(Collected data)
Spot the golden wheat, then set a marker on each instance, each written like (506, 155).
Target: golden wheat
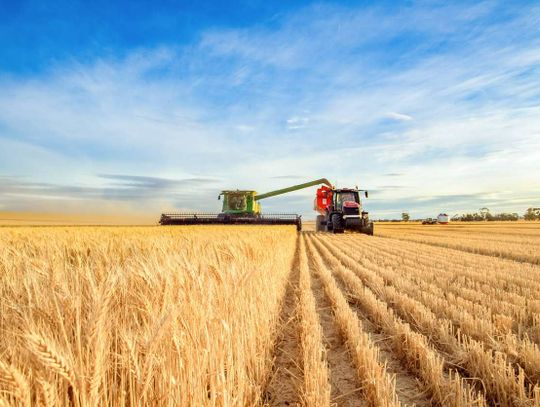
(444, 316)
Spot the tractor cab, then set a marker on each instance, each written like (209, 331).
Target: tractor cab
(347, 201)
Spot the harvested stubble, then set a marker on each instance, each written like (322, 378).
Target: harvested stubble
(316, 390)
(517, 241)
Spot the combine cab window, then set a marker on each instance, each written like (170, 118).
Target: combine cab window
(237, 202)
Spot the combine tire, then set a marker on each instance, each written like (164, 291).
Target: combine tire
(337, 223)
(319, 227)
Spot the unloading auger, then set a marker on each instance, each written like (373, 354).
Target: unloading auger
(242, 207)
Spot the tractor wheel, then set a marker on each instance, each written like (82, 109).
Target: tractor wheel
(318, 223)
(368, 230)
(337, 223)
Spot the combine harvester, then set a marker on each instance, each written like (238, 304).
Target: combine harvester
(340, 209)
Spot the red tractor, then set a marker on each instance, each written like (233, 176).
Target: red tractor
(340, 210)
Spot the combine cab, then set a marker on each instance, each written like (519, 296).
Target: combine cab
(340, 210)
(239, 208)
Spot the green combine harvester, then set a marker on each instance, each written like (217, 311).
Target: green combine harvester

Assigned task.
Each entry, word for word, belongs in your answer; each picture does not.

Solution.
Spot the golden wheat, then set a marker on each instance, each written like (506, 155).
Target: golden wheat
(444, 316)
Spot the tractor cab, then set a marker on each instance, each written like (209, 331).
Target: tractor cab
(347, 201)
Spot the harvested stubble, then set a marker on each instance, each written like (322, 378).
Target: harvested stubble
(316, 390)
(517, 241)
Spot the combine cab window, then set a marker on each instance, each written like (170, 118).
Target: combine cab window
(237, 202)
Spot the combine tire, then set a marker on each instance, each written like (164, 291).
Target: combine tire
(337, 223)
(319, 227)
Spot the unloading auger, then set a marker on each instance, each written like (373, 354).
Target: unloading auger
(242, 207)
Spot the tractor wheel, then set a marker on each instance, each written like (82, 109).
Target: tractor wheel
(318, 223)
(368, 230)
(337, 223)
Spot the combine harvester, then set a marker on each instance, each written like (238, 304).
Target: combine harvester
(340, 209)
Spot the red tractor, then set a marker on each instance, each written like (233, 176).
Target: red tractor
(340, 210)
Spot the combine cab, then set a marker on each instance, each written like (519, 296).
Target: combine cab
(340, 210)
(239, 208)
Spot the green combine harvester, then set a marker on each instance, each written like (217, 311).
Target: green combine harvester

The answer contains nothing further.